Wat te doen →
Geef uit de tekst over zelfstandigheid woord voor woord het deel terug dat begint met de woorden met "Zelfstandigheid versus zelfbeslissingsrecht" en eindigt met "aan de hand.".

Zelfstandigheid versus zelfbeslissingsrecht
„Zelf doen!” Dit woordzinnetje wordt vaak door jonge kinderen uitgesproken als vader, moeder, broer of zus de helpende hand wil bieden. Het zou niet goed zijn als een kind die drang om dingen zelf te doen niet zou hebben. Dan is er iets aan de hand.
Die behoefte om zelf keuzes te maken, zelf dingen te regelen en uit te voeren zit mensen in het bloed. Het hoort bij hen. Opvoeden wordt wel eens genoemd: Jezelf overbodig maken. Inderdaad, ouders leren het kind tanden te poetsen en na verloop van tijd neemt het kind dit zelf over. Opvoeden is altijd gericht op zelfstandigheid.

Gegevensblok →
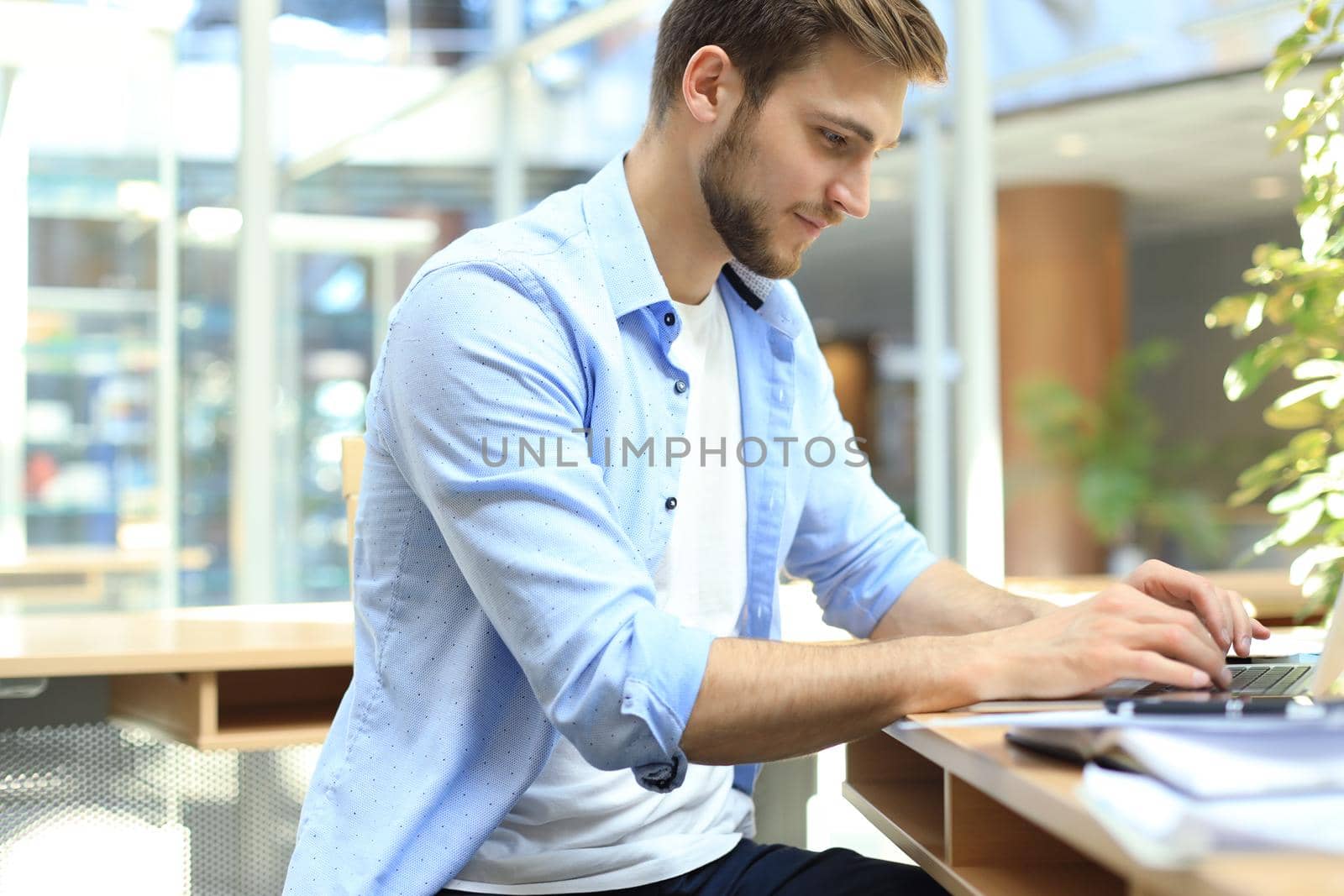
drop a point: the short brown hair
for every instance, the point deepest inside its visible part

Antwoord hieronder →
Zelfstandigheid versus zelfbeslissingsrecht
„Zelf doen!” Dit woordzinnetje wordt vaak door jonge kinderen uitgesproken als vader, moeder, broer of zus de helpende hand wil bieden. Het zou niet goed zijn als een kind die drang om dingen zelf te doen niet zou hebben. Dan is er iets aan de hand.